# Start of Provided data

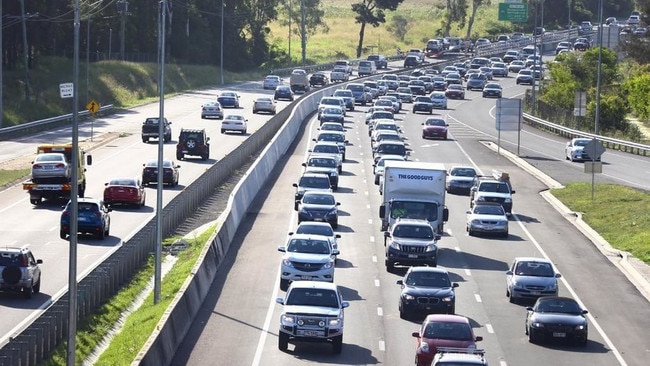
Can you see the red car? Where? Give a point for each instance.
(440, 330)
(434, 127)
(126, 191)
(455, 91)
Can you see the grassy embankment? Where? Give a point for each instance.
(620, 214)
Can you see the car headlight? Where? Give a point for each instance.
(424, 347)
(287, 262)
(288, 319)
(335, 323)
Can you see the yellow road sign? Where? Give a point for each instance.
(92, 107)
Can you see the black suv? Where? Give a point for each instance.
(193, 142)
(20, 271)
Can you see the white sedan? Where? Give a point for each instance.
(234, 122)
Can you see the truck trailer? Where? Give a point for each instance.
(413, 190)
(57, 187)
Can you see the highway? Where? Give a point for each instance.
(38, 226)
(238, 321)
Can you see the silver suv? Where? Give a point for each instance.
(20, 271)
(307, 257)
(411, 242)
(313, 312)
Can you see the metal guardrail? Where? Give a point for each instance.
(611, 143)
(7, 133)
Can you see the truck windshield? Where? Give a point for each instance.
(414, 210)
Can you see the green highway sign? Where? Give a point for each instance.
(513, 12)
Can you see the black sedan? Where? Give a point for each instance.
(556, 318)
(422, 104)
(229, 99)
(426, 290)
(283, 92)
(170, 172)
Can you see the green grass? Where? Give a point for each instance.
(138, 325)
(619, 214)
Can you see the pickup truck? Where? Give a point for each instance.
(150, 129)
(313, 312)
(339, 74)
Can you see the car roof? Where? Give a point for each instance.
(449, 318)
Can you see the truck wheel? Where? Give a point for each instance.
(283, 341)
(284, 285)
(337, 344)
(390, 266)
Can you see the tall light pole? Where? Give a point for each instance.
(221, 48)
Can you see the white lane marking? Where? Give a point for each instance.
(592, 320)
(382, 346)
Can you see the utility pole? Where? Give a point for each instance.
(25, 48)
(123, 9)
(304, 34)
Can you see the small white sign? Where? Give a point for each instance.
(66, 90)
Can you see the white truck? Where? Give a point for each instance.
(413, 190)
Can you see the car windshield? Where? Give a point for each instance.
(444, 330)
(489, 210)
(463, 172)
(324, 230)
(494, 187)
(322, 162)
(413, 231)
(535, 269)
(313, 297)
(318, 199)
(123, 182)
(434, 122)
(329, 149)
(558, 306)
(427, 279)
(310, 246)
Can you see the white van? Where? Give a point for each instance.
(366, 68)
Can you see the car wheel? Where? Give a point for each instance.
(284, 284)
(390, 266)
(283, 341)
(337, 344)
(37, 287)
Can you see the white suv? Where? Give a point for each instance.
(20, 271)
(313, 312)
(307, 257)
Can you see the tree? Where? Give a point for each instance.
(313, 20)
(371, 12)
(398, 27)
(475, 5)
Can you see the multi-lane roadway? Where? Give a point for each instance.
(238, 322)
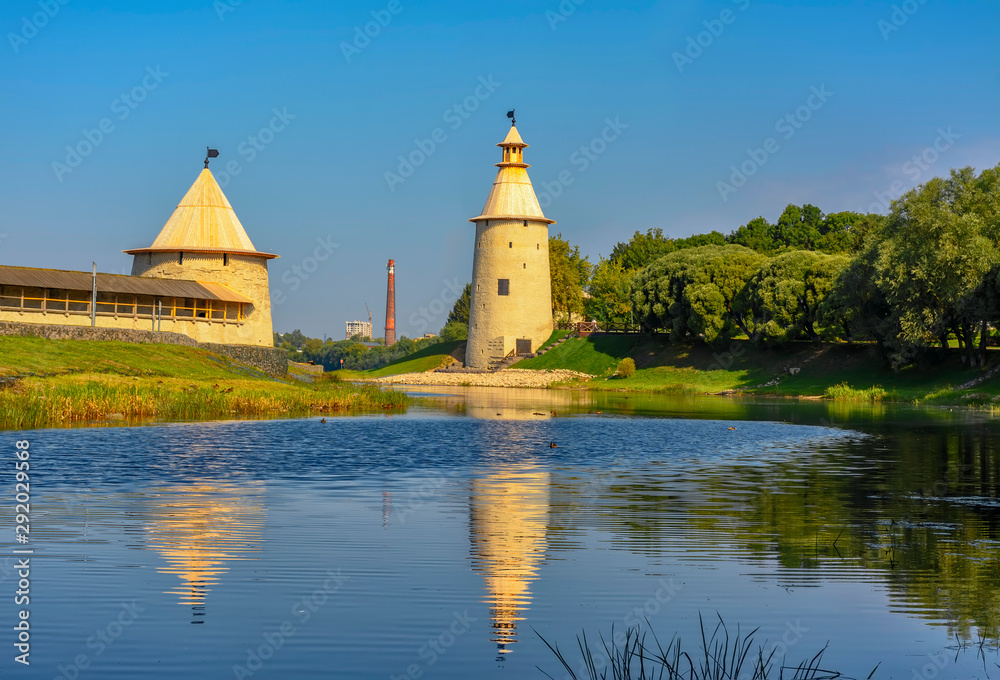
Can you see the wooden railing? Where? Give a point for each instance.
(116, 305)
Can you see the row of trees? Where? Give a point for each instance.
(927, 272)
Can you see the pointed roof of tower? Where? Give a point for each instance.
(512, 196)
(513, 139)
(204, 221)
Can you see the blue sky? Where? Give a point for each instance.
(685, 91)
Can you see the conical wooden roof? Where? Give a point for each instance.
(204, 221)
(512, 196)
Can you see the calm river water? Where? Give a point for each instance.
(443, 543)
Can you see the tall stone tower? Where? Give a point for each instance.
(511, 306)
(204, 241)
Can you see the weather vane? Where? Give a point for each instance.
(212, 153)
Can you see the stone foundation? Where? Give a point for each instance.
(270, 360)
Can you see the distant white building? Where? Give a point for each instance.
(362, 328)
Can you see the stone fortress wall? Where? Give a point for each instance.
(244, 274)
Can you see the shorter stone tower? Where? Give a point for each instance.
(204, 241)
(511, 305)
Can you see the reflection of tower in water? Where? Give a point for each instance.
(198, 528)
(508, 513)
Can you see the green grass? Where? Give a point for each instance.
(556, 336)
(427, 359)
(67, 382)
(597, 355)
(844, 392)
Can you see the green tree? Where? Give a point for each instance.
(569, 274)
(454, 330)
(609, 288)
(799, 227)
(757, 234)
(695, 292)
(641, 249)
(712, 238)
(846, 232)
(784, 298)
(936, 257)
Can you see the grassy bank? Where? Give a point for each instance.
(840, 372)
(46, 383)
(427, 359)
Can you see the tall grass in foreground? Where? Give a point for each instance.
(720, 657)
(40, 403)
(844, 392)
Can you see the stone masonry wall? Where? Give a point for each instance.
(270, 360)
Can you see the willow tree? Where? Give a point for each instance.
(784, 299)
(937, 259)
(694, 292)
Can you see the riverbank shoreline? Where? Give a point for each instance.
(52, 384)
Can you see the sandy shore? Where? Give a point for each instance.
(511, 377)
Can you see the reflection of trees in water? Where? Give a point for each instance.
(920, 507)
(508, 515)
(198, 528)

# End of Provided data

#### [What the task requires]
Quote every line word for word and keep the images out of the copy.

#### [Response for this exercise]
Can you see the red car? Where? Give a point for each instance.
(440, 330)
(434, 127)
(126, 191)
(455, 91)
Can you see the grassy embankment? Where? Give a point for each instance.
(620, 214)
Can you see the car headlight? Where? Give a point for each instance.
(424, 347)
(287, 262)
(288, 319)
(335, 323)
Can you see the yellow road sign? Where? Give a point for each instance.
(92, 107)
Can you see the black suv? Where? Give a point for each instance.
(193, 142)
(20, 271)
Can you see the white sedan? Where? Give a point for each instance.
(234, 122)
Can you see the truck trailer? Where? Give a point for each instance.
(413, 190)
(57, 187)
Can you see the highway? Where? Give a point for each instance.
(38, 226)
(238, 321)
Can you see the silver suv? Where? Give a point for each instance.
(20, 271)
(307, 257)
(411, 242)
(313, 312)
Can you see the metal guardrail? Where? Give a point for each instance.
(611, 143)
(7, 133)
Can you see the truck windshield? Where? Give a point for each instance.
(414, 210)
Can you see the green highway sign? Where? Give a point for each instance.
(513, 12)
Can you see the black sedan? Where? Give a point for each instance.
(556, 318)
(422, 104)
(229, 99)
(426, 290)
(283, 92)
(170, 172)
Can you see the green grass? Where? Give a point for each instance.
(138, 325)
(619, 214)
Can you see the pickup truck? Where? Give a point for each instance.
(150, 129)
(313, 312)
(339, 74)
Can you see the car roof? Where? Give a point for each instance.
(449, 318)
Can you see the truck wheel? Where? Give a point for each instance.
(283, 341)
(284, 285)
(337, 344)
(390, 266)
Can you see the tall light pole? Where? Give a point for each instance.
(221, 48)
Can you see the white lane marking? Where? Give a point for each instance.
(592, 320)
(382, 346)
Can you see the utility pole? Where? Give a point for each instance.
(25, 48)
(123, 9)
(304, 34)
Can you see the small white sign? Where? Give a point for each instance.
(66, 90)
Can you see the white truck? Where? Give a point for each instance.
(413, 190)
Can you see the car windshield? Where? Give a point for each instance.
(444, 330)
(489, 210)
(463, 172)
(324, 230)
(494, 187)
(322, 162)
(413, 231)
(535, 269)
(313, 297)
(318, 199)
(123, 182)
(434, 122)
(329, 149)
(558, 306)
(427, 279)
(310, 246)
Can you see the white van? Where? Give a point for each instance.
(366, 68)
Can you see the car wheel? Where? Give a point for each instance.
(284, 284)
(390, 266)
(283, 341)
(337, 344)
(37, 287)
Can you see the white suv? Where? Give a point for each instance.
(20, 271)
(313, 312)
(307, 257)
Can you see the tree? Where? Give a point for each instance.
(313, 20)
(371, 12)
(398, 27)
(475, 5)
Can you see the multi-lane roadway? Where? Give a point for each instance.
(238, 322)
Can you see the wooden railing? Where? Give a point for each instance.
(116, 305)
Can you see the row of trees? Where? Give a point for each instance.
(927, 272)
Can you see the pointed roof of tower? Where? Give a point for each instance.
(512, 196)
(513, 139)
(204, 221)
Can you see the blue sky? Where? Give a point for each instance.
(685, 91)
Can you see the conical wooden roof? Where? Give a point for each instance.
(204, 221)
(512, 196)
Can you see the calm river water? Where? Give a point for each instance.
(443, 543)
Can you see the tall stone tower? Where? Give a point for each instance.
(511, 306)
(204, 241)
Can you see the weather vane? Where? Give a point for each instance.
(212, 153)
Can you see the stone foundation? Where? Give a point for each instance.
(270, 360)
Can you see the distant white building? Where? Give a point for each instance.
(362, 328)
Can you see the stone fortress wall? Where? Give a point for each instance.
(244, 274)
Can you see the shorter stone tower? Where? Give a point for each instance.
(204, 241)
(511, 305)
Can you see the reflection of tower in water? Where? Give a point for each instance.
(198, 528)
(508, 513)
Can you see the green grass? Where? Give a point for each instance.
(556, 336)
(427, 359)
(67, 382)
(597, 355)
(844, 392)
Can you see the green tree? Where? Give a point for each instance.
(569, 274)
(454, 330)
(609, 288)
(799, 227)
(757, 234)
(695, 292)
(641, 249)
(712, 238)
(846, 232)
(784, 298)
(936, 257)
Can you see the grassy bank? Where? Give a point for each instance.
(840, 372)
(46, 383)
(427, 359)
Can you see the tall grass in foreground? Where? Give a point for each instance.
(720, 657)
(40, 403)
(844, 392)
Can you see the stone masonry wall? Where? Give a point for each instance.
(270, 360)
Can you see the willow tree? Where? Give a point for each instance.
(784, 299)
(937, 259)
(694, 292)
Can you see the riverbank shoreline? Where? Give a point for each instance.
(52, 384)
Can you see the sandy shore? Where? Give a point for each instance.
(511, 377)
Can you see the reflection of trees in water? Where? Give a point for each instance.
(920, 507)
(508, 515)
(198, 528)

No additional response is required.